* **EXERCISE INPUT**:
***

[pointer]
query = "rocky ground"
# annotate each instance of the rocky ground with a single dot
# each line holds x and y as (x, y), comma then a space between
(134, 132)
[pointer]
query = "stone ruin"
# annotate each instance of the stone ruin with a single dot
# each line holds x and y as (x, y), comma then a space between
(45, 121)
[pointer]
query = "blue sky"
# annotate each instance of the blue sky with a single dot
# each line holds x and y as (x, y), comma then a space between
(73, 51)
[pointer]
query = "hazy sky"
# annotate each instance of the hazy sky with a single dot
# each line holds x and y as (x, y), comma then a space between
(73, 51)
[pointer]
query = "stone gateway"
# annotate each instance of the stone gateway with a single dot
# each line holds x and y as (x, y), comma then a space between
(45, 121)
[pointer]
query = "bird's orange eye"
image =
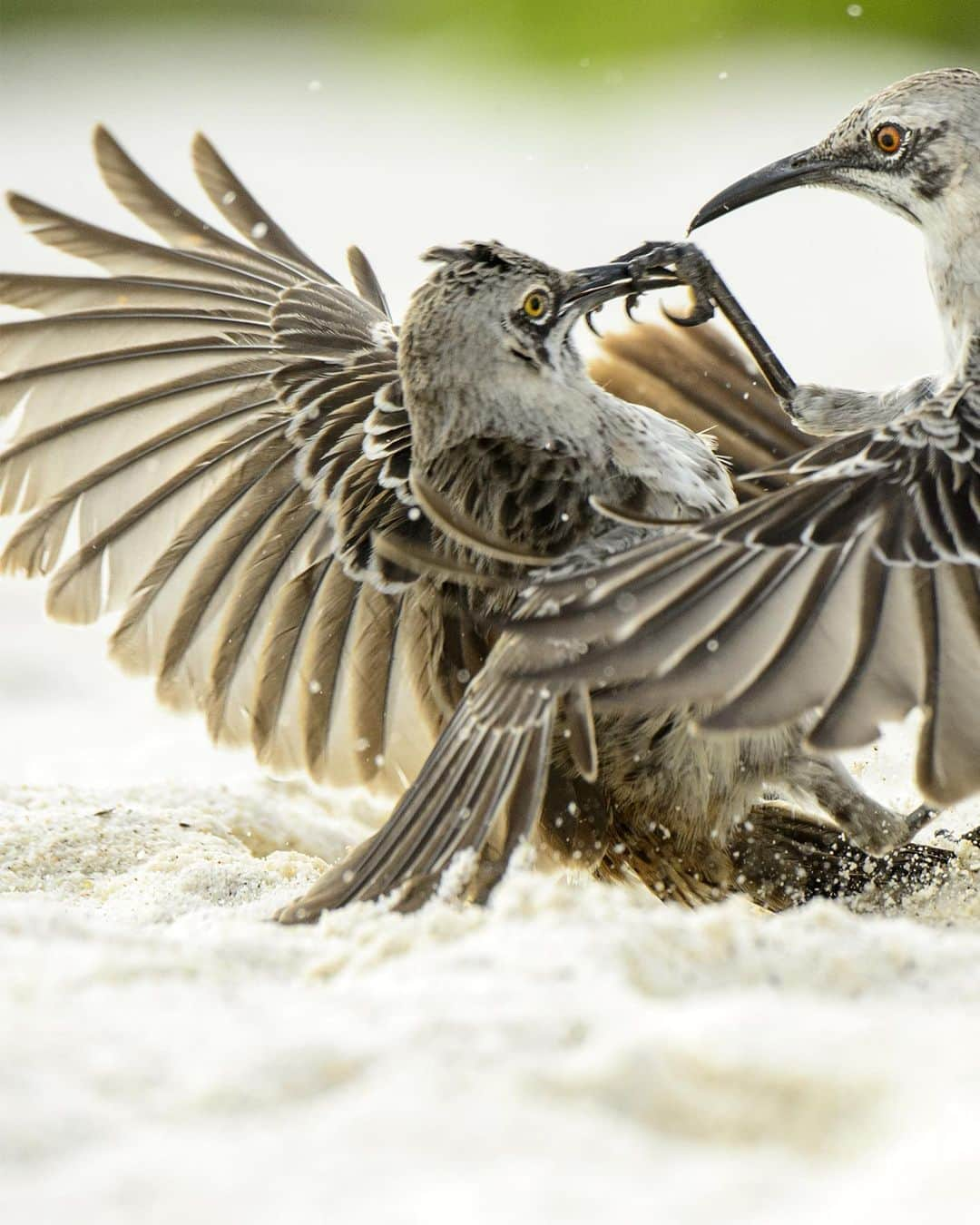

***

* **THE PROBLEM**:
Report each line in the entries where the string "ruin" occurs.

* **WRITTEN REPLY**:
query = "stone ruin"
# annotate each instance of the stone ruin with a single dot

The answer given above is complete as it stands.